• [Try it]: Print the records below verbatim.

• [Supplied material]:
####
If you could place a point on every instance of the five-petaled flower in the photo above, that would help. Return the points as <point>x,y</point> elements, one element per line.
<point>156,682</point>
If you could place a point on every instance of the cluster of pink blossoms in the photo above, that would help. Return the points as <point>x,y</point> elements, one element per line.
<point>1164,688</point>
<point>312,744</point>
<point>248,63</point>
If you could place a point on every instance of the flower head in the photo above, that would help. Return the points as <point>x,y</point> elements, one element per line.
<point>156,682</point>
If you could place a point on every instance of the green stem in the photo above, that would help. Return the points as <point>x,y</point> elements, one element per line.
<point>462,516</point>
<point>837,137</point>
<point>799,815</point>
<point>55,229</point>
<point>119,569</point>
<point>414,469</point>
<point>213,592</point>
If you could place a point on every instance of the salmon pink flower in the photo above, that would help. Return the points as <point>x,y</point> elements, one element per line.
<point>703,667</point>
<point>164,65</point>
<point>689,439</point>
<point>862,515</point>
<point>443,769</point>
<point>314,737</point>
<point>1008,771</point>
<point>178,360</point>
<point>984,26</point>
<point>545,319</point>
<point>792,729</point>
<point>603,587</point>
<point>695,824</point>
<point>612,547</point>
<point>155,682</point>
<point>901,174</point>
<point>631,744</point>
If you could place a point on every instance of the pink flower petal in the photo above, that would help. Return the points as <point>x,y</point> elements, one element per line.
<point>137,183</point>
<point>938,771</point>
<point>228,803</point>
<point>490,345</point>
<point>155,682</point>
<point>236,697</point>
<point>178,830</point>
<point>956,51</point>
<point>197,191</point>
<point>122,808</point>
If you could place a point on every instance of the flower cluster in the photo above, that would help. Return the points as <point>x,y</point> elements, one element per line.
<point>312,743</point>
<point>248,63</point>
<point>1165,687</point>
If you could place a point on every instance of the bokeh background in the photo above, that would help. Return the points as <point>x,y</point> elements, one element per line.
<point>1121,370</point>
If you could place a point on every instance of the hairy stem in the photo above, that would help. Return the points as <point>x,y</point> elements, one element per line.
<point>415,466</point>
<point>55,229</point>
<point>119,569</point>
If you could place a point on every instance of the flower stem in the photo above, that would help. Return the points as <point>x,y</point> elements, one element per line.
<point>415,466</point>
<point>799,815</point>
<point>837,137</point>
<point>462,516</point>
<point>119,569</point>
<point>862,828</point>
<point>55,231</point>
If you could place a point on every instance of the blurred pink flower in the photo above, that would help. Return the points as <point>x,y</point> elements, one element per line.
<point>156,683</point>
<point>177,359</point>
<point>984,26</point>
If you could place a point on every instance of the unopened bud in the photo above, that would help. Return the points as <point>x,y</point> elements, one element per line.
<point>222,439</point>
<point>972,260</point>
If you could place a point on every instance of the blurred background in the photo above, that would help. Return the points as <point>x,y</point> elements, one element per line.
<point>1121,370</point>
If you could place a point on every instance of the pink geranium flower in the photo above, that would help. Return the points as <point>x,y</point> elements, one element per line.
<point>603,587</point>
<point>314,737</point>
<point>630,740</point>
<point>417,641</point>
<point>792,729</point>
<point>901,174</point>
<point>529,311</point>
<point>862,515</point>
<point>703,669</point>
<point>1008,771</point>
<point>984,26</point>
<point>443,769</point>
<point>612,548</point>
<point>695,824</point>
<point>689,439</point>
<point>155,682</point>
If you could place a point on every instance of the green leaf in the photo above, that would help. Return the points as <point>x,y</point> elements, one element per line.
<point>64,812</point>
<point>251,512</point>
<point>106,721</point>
####
• [Written answer]:
If you could place a point on every instance of the five-petaled flower in the photo above, that would help. Return the points as <point>x,y</point> elements, one element per line.
<point>156,682</point>
If you could place a point on every instance of the cluster of pink blossoms in the photo above, that would help. Return the points as <point>x,y</point> elements, one element per line.
<point>1164,688</point>
<point>312,744</point>
<point>248,63</point>
If you could place a point on every instance of the flower head in the photo above, that would help. Return the points as <point>x,y</point> elements, one element per line.
<point>156,682</point>
If you could place a point on every instance of the green stem in the photo above, that would help. Return the points as <point>x,y</point> elements, one element per line.
<point>462,516</point>
<point>837,137</point>
<point>799,815</point>
<point>55,229</point>
<point>119,569</point>
<point>414,469</point>
<point>213,592</point>
If you could place a point on every instance of the salmon pink flower in the photo above, that would help. Return the points as <point>x,y</point> elements, one element per line.
<point>703,667</point>
<point>164,65</point>
<point>689,439</point>
<point>862,515</point>
<point>443,769</point>
<point>314,737</point>
<point>1008,771</point>
<point>178,360</point>
<point>984,26</point>
<point>545,319</point>
<point>792,729</point>
<point>603,587</point>
<point>695,824</point>
<point>612,547</point>
<point>155,682</point>
<point>901,174</point>
<point>631,744</point>
If you could place a point on every instance of the pink flower petal in the photo above, that would help. Return the points as <point>x,y</point> elements, one element per line.
<point>137,183</point>
<point>938,771</point>
<point>228,803</point>
<point>490,345</point>
<point>155,682</point>
<point>236,697</point>
<point>178,830</point>
<point>956,51</point>
<point>197,191</point>
<point>122,808</point>
If you could place a point on every instance of the flower cluster in the photo above, that would help. Return the points as <point>x,y</point> elements, one element per line.
<point>312,743</point>
<point>248,63</point>
<point>1165,687</point>
If you could place a point on every instance of the bokeh background in the photo above, that would help. Return the points as <point>x,y</point> elements, one element per line.
<point>1121,370</point>
If you could place a point on every instance of the hairy stem in the photo above, that would help. Return the points as <point>x,y</point> elements, one element per line.
<point>415,466</point>
<point>55,229</point>
<point>119,569</point>
If you could place a point on every instance of the flower stem in the photo above, that would help. Return the points as <point>x,y</point> elements, one element per line.
<point>415,466</point>
<point>799,815</point>
<point>837,137</point>
<point>462,516</point>
<point>119,569</point>
<point>862,828</point>
<point>55,231</point>
If you could place a point on every instance of the blurred pink flower in the photo above, that would help. Return the points as <point>x,y</point> elements, one element per line.
<point>156,683</point>
<point>177,359</point>
<point>984,26</point>
If you could place a point on every instance of the unopened bud in the photo above, that would help. Return the points as <point>x,y</point> elements, one element per line.
<point>222,439</point>
<point>972,260</point>
If you could place a point on every instance of the blurred background in the photo above, that would help. Return the points as <point>x,y</point> elements, one element per line.
<point>1121,370</point>
If you could place a point on every instance of the pink geranium flower in the photo above, that would help. Return the points as <point>x,y</point> elements, one element per line.
<point>603,587</point>
<point>314,737</point>
<point>630,740</point>
<point>417,641</point>
<point>792,729</point>
<point>901,174</point>
<point>529,311</point>
<point>862,515</point>
<point>703,669</point>
<point>1008,771</point>
<point>984,26</point>
<point>443,769</point>
<point>612,548</point>
<point>695,824</point>
<point>689,439</point>
<point>155,682</point>
If you could place a point on every instance of the green leaf in the photo above, that would help. Return the points as <point>x,y</point> elements, one element per line.
<point>64,812</point>
<point>251,512</point>
<point>106,721</point>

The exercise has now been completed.